Task to complete —
Copy the records from the start through the line holding "[[330, 324], [492, 182], [355, 289]]", inclusive, shifting every coordinate in the answers by -118 and leaving the requests as they are. Leave the pictures out.

A block of data:

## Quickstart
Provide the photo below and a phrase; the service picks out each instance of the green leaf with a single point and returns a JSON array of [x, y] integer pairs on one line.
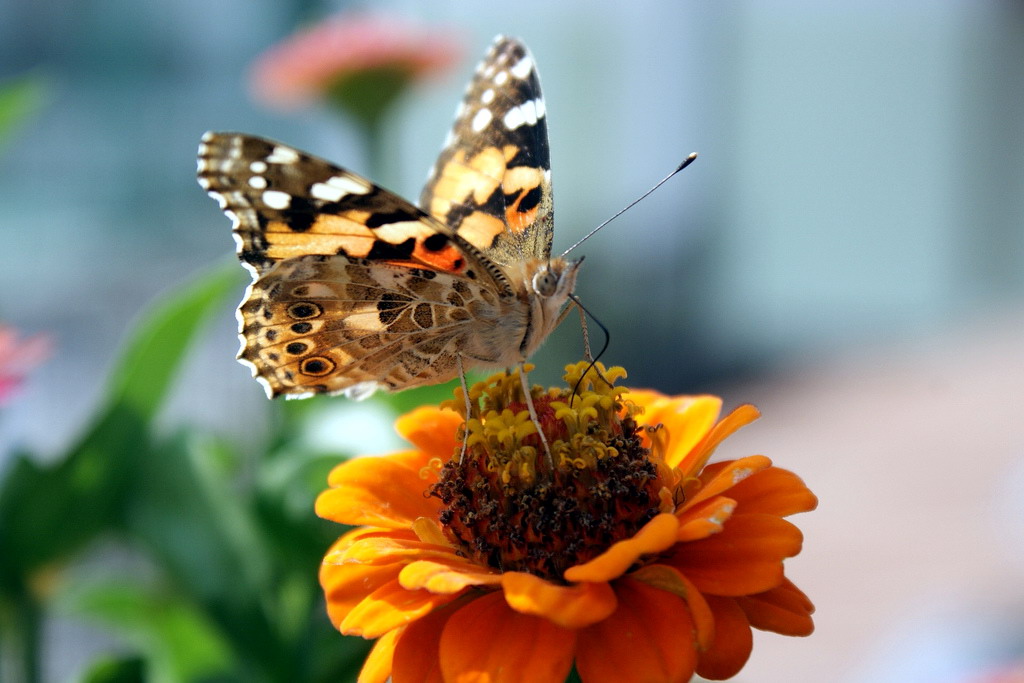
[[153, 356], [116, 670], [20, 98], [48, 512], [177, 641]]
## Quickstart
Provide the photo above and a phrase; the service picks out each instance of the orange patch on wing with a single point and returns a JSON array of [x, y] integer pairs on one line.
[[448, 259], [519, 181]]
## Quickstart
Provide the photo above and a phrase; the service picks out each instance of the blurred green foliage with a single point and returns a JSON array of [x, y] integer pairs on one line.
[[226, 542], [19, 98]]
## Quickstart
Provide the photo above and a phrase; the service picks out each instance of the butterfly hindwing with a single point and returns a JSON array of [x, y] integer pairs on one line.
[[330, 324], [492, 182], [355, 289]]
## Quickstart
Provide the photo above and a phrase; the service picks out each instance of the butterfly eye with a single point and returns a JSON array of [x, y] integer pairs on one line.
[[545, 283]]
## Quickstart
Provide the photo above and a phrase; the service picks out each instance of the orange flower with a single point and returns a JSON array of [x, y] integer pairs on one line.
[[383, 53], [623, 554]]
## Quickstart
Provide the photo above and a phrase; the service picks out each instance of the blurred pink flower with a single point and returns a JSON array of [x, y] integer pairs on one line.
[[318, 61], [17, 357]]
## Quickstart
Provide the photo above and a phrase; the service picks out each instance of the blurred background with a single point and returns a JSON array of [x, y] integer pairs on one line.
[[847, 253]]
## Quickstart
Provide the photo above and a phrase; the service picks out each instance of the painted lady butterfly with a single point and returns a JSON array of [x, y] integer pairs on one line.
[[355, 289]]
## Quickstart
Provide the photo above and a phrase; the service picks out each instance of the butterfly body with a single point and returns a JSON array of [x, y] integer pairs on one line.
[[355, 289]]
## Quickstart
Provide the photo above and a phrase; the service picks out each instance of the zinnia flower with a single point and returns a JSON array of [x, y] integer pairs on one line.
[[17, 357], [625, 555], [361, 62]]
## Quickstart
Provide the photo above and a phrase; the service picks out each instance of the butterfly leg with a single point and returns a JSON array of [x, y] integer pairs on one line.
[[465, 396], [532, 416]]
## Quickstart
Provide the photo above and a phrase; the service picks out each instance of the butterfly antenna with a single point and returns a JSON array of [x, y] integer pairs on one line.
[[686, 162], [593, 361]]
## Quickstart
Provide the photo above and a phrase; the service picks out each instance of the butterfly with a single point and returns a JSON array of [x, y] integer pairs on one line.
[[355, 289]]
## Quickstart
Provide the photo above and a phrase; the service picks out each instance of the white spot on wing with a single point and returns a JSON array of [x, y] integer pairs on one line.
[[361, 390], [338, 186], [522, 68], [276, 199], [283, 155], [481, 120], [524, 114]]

Problem solution —
## Quickstart
Provide the photo below and a phrase; the service picks out each instance of the green leaf with a single point and returns a JSON array of [x, y] integer pairs on one line.
[[35, 238], [-2, 552], [-98, -20], [-70, 394], [59, 523]]
## Quickstart
Provide the photo above and a phrase; the service picks out each instance of the orange patch on wing with a single point and returns a JSON array of [x, y] integer pairs on one line.
[[330, 141], [401, 63]]
## Quickstart
Provide the photo above and a phrase; the service picks out each instance of the blurred green foliage with a single point and returns a JSON array of [x, y] integer pairs on one line.
[[108, 424], [-99, -20]]
## Quickstart
Provide the photo above and a phrase; the service picks out each instance of the butterfly hindwing with a single point and returns a JSON array of [x, y] integer pairs on one line.
[[212, 206], [374, 64], [237, 171]]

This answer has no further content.